Objetivo A:
Reproduce sin cambios el fragmento del texto sobre la antigua cárcel de Parque Patricios que va de "Hace algo más" a "había sido terminada.", ambos incluidos.

—————

Hace algo más de dos años, el vecindario de los barrios de Parque Patricios y San Cristóbal celebró, con justificado júbilo, el final de la mudanza a otras prisiones de quienes estaban alojados en ese tétrico instituto de detención. Seres que, sin duda, purgaban doble condena: de por sí, el rigor del confinamiento y, por añadidura, el hecho de estar encerrados entre los lúgubres y grises muros -18 pisos- de una obra monumental e inapropiada desde el momento mismo de su concepción.
No en vano los expertos en cuestiones penitenciarias admitieron y admiten que el proyecto hizo pie en criterios perimidos, a punto tal que la ex cárcel "ya era vieja cuando fue inaugurada". No se trata de un dislate: la iniciativa de construirla databa de 1950 y cuando llegaron a ese lugar los primeros 17 presos, en 1979, la construcción todavía no había sido terminada.

—————

Objetivo B:
Localiza y copia cada fila que contenga la palabra "black". Distingue entre mayúsculas y minúsculas.

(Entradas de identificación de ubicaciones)
—————

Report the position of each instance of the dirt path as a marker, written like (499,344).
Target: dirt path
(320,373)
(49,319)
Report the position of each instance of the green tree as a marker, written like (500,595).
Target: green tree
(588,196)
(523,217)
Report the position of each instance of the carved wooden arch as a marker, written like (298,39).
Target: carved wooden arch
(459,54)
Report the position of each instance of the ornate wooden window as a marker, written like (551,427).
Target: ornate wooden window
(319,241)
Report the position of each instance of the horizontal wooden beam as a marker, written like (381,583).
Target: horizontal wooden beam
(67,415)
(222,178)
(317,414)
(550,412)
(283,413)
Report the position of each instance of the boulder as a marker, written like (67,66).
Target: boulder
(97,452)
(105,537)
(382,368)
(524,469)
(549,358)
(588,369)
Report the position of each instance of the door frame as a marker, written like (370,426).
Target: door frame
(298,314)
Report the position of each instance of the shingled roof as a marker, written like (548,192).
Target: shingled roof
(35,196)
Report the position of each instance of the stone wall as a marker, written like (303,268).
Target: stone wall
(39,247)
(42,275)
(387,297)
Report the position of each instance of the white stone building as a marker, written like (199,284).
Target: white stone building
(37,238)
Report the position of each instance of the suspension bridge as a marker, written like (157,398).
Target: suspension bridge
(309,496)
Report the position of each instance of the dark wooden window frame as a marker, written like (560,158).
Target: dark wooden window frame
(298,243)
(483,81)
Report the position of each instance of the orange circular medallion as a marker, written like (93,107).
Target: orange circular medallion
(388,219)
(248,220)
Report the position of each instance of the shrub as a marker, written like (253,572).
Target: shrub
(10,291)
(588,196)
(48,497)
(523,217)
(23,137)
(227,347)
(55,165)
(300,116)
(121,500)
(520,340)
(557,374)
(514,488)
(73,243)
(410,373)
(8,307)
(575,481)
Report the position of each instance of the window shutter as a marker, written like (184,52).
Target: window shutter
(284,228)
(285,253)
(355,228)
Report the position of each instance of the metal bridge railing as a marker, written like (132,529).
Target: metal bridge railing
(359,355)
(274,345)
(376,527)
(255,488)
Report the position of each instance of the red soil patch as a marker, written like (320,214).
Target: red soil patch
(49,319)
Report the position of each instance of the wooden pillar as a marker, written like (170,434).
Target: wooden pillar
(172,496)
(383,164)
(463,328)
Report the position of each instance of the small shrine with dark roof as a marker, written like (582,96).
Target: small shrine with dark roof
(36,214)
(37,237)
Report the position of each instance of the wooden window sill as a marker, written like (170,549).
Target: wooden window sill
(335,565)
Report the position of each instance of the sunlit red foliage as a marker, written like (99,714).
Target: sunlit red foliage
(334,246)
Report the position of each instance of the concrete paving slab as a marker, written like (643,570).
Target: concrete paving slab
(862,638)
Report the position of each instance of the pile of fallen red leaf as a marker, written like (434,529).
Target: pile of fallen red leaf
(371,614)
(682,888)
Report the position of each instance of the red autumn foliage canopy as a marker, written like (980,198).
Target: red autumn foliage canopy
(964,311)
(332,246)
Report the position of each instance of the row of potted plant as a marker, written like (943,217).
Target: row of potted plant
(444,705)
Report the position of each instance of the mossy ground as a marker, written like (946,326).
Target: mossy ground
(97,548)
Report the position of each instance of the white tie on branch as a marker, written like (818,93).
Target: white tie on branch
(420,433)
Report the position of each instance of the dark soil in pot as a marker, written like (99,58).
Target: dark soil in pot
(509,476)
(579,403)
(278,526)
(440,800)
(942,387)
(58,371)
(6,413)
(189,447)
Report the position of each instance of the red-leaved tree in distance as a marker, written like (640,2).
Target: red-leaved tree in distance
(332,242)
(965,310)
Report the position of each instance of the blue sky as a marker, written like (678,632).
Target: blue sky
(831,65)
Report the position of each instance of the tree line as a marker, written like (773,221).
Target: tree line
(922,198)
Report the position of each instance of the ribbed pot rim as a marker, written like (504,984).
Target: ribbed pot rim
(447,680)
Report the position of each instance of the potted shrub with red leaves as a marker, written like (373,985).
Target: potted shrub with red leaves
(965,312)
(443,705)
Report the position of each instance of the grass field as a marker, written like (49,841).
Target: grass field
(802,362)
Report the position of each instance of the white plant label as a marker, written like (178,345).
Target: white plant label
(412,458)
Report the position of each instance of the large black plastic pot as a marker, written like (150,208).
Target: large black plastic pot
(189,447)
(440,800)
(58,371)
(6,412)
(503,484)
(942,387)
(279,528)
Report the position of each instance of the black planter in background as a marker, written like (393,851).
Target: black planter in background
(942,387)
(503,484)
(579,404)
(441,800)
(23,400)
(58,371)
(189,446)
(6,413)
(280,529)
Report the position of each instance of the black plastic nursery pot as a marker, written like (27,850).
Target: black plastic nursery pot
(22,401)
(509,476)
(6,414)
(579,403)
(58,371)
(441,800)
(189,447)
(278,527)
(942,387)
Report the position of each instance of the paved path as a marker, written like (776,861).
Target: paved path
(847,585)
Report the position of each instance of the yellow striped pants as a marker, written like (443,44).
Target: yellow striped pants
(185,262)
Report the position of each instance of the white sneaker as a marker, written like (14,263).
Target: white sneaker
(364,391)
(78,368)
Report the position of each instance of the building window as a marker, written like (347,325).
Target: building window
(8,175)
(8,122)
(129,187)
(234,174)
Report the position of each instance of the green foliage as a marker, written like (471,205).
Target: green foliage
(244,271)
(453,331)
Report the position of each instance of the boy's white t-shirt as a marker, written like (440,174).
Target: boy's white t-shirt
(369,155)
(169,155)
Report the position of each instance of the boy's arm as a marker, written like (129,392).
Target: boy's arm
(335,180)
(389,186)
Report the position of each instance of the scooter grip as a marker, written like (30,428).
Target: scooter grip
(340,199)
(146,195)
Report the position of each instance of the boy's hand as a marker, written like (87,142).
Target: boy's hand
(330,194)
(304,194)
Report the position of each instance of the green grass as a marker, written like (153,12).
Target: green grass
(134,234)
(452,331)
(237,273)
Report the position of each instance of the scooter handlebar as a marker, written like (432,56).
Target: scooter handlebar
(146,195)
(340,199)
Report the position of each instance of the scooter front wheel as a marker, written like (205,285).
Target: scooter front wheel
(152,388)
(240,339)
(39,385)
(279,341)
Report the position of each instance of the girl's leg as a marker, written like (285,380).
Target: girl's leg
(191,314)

—————

Resultado del ejercicio A:
Hace algo más de dos años, el vecindario de los barrios de Parque Patricios y San Cristóbal celebró, con justificado júbilo, el final de la mudanza a otras prisiones de quienes estaban alojados en ese tétrico instituto de detención. Seres que, sin duda, purgaban doble condena: de por sí, el rigor del confinamiento y, por añadidura, el hecho de estar encerrados entre los lúgubres y grises muros -18 pisos- de una obra monumental e inapropiada desde el momento mismo de su concepción.
No en vano los expertos en cuestiones penitenciarias admitieron y admiten que el proyecto hizo pie en criterios perimidos, a punto tal que la ex cárcel "ya era vieja cuando fue inaugurada". No se trata de un dislate: la iniciativa de construirla databa de 1950 y cuando llegaron a ese lugar los primeros 17 presos, en 1979, la construcción todavía no había sido terminada.

Resultado del ejercicio B:
Report the position of each instance of the large black plastic pot as a marker, written like (150,208).
Target: large black plastic pot
Report the position of each instance of the black planter in background as a marker, written like (393,851).
Target: black planter in background
Report the position of each instance of the black plastic nursery pot as a marker, written like (27,850).
Target: black plastic nursery pot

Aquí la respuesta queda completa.